_WHAT TO PRODUCE:_
All that is wanted is the span of lines from the one with "Where can the hillside" to the last line of the data, copied exactly.

Records excerpted from a collection:
• • •

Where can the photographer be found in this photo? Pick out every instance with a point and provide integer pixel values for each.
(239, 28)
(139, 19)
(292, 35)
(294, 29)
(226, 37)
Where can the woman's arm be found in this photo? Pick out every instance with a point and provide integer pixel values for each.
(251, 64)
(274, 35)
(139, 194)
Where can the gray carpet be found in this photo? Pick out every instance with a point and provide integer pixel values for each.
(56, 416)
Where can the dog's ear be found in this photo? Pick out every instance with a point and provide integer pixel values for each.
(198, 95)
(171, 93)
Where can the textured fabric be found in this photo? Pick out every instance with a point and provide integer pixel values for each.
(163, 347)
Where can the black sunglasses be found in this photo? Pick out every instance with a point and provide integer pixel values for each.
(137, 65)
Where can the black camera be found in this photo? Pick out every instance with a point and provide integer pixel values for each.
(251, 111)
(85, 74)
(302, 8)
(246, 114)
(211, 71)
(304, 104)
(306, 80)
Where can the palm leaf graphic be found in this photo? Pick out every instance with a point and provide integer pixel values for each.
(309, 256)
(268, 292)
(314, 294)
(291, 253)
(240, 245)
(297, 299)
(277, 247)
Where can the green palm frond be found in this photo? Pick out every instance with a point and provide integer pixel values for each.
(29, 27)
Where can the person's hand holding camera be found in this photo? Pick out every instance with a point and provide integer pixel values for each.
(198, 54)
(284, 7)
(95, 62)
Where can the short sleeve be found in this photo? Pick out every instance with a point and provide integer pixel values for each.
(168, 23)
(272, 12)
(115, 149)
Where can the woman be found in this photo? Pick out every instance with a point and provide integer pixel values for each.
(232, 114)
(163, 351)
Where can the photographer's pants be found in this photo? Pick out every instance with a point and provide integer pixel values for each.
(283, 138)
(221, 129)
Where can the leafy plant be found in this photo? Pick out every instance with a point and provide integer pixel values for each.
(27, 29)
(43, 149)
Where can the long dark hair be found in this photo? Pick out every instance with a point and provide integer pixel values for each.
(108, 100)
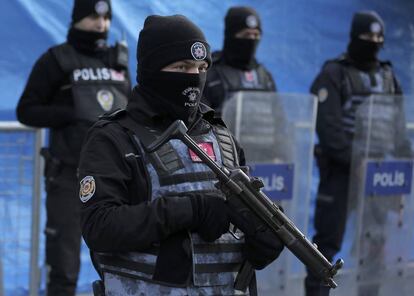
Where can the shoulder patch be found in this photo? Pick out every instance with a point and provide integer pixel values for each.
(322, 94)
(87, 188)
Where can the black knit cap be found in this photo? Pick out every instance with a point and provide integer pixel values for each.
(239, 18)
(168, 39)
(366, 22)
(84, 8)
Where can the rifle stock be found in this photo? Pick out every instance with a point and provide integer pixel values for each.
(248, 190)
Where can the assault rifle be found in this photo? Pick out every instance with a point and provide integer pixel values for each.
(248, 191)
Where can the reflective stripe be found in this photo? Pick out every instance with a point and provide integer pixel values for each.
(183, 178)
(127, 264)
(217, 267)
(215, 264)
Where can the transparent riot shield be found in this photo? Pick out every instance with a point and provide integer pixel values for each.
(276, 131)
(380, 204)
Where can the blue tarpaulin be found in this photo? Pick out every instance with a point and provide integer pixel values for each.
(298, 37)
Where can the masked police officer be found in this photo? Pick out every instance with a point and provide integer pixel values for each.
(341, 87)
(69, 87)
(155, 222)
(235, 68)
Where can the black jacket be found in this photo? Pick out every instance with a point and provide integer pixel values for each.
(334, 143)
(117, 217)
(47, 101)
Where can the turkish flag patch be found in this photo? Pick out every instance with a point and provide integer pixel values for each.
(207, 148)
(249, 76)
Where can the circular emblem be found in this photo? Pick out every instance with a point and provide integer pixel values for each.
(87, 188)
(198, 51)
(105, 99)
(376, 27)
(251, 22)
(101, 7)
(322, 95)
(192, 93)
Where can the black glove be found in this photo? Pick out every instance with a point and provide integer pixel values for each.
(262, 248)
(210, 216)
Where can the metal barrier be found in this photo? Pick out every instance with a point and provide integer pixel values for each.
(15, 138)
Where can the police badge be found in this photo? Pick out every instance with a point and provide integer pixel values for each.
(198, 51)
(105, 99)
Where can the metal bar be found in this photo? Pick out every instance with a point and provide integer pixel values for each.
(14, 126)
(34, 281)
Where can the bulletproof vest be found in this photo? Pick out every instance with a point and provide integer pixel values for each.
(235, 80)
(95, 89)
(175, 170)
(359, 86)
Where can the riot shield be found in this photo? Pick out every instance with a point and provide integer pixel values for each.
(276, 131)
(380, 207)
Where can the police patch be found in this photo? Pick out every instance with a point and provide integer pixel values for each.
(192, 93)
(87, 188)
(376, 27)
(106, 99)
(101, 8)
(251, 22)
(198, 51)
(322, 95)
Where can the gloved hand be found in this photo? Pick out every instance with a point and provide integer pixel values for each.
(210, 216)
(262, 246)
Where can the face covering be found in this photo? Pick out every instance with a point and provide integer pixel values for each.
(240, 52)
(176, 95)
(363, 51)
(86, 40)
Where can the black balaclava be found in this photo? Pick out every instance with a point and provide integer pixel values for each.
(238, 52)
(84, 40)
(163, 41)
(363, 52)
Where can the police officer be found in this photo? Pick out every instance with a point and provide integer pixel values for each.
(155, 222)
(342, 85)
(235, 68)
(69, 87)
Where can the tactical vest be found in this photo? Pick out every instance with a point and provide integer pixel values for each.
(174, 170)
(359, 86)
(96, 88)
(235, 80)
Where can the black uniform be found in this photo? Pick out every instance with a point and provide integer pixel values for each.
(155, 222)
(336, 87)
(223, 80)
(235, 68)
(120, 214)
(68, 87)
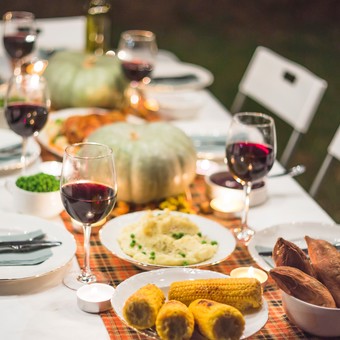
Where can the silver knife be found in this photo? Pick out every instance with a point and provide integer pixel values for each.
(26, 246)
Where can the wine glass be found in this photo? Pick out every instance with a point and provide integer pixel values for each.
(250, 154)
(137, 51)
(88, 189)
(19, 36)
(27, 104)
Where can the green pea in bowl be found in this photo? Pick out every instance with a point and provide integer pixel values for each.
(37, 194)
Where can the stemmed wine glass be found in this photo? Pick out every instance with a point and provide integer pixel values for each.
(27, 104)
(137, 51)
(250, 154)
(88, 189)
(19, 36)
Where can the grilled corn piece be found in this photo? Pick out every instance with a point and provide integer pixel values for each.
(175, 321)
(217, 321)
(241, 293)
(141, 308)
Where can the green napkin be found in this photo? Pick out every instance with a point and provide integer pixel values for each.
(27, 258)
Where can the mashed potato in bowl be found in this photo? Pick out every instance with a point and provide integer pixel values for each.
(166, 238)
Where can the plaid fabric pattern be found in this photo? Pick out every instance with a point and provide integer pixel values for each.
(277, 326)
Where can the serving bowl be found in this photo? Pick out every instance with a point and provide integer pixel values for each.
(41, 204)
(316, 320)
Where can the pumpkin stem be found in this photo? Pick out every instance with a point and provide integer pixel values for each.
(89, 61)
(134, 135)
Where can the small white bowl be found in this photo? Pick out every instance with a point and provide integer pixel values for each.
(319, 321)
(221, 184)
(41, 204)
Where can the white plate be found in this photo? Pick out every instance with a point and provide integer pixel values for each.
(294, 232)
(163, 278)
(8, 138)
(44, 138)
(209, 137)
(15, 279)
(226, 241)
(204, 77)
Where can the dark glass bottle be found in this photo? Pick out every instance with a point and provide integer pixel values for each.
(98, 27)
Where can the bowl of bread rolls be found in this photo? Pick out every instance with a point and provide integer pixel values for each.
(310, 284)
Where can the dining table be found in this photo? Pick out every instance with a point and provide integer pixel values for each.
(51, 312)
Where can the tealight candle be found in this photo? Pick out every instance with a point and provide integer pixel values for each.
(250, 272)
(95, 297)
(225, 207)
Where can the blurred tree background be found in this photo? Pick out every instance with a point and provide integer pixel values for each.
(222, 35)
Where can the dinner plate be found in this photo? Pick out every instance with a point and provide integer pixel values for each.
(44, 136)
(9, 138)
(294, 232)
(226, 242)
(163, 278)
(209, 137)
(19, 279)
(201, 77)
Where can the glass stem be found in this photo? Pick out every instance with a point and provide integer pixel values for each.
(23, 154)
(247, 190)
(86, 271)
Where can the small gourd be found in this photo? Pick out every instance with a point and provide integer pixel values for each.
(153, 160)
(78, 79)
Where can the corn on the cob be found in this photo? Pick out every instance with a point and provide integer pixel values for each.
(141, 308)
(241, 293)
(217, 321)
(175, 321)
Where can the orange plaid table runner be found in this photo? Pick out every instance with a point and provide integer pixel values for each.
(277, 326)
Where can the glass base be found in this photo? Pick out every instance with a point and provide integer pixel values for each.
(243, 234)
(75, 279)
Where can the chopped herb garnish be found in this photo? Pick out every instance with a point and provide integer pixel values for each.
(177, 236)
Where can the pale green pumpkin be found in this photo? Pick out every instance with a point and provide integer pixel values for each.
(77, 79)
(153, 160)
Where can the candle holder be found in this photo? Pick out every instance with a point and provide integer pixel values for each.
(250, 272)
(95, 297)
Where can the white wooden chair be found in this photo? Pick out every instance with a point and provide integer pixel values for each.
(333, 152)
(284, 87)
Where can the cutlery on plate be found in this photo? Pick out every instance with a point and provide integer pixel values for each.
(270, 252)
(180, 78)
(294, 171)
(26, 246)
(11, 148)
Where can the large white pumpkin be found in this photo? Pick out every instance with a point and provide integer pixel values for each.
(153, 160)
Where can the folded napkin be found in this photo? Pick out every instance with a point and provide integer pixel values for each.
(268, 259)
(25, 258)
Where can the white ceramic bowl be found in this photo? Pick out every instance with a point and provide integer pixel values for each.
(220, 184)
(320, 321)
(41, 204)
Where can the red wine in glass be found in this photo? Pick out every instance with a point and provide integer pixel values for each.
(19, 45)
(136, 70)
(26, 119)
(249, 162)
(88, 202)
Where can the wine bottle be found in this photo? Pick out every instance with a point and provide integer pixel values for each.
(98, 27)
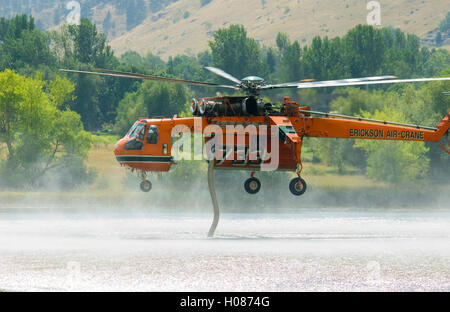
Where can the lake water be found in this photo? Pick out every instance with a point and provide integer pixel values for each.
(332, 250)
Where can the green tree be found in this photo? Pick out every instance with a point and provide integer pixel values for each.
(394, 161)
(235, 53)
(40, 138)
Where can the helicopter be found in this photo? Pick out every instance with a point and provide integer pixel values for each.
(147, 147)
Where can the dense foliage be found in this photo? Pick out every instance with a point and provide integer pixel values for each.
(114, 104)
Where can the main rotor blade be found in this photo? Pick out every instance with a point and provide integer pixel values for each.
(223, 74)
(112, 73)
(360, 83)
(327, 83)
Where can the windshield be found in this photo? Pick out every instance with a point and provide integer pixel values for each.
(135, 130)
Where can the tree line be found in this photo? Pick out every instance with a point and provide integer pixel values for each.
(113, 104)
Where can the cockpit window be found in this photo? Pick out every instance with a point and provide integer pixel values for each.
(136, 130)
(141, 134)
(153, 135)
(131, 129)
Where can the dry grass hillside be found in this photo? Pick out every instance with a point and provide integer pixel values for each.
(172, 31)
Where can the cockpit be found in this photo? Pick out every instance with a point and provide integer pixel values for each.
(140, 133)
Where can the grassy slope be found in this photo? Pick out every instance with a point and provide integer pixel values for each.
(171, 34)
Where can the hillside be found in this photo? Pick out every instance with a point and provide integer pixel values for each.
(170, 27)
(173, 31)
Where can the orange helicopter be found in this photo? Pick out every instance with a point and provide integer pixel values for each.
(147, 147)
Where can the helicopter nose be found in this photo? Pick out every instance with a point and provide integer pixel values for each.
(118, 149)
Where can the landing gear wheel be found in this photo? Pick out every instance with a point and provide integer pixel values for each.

• • •

_SOLUTION FOR THIS PROBLEM:_
Where can the hillside be found in this photo? Pick out every instance with a point and provide integer pixel values for each.
(170, 27)
(173, 31)
Where can the orange helicopter be found in this photo? Pick out every instance with a point and provide integer pixel values for each.
(147, 147)
Where can the helicopter nose be found in this photo? Pick out every instance with a point and provide integer pixel values for each.
(118, 149)
Where can the landing gear wheel be found in this photo? Pick out every instance with a point and provide integer pixel values for each.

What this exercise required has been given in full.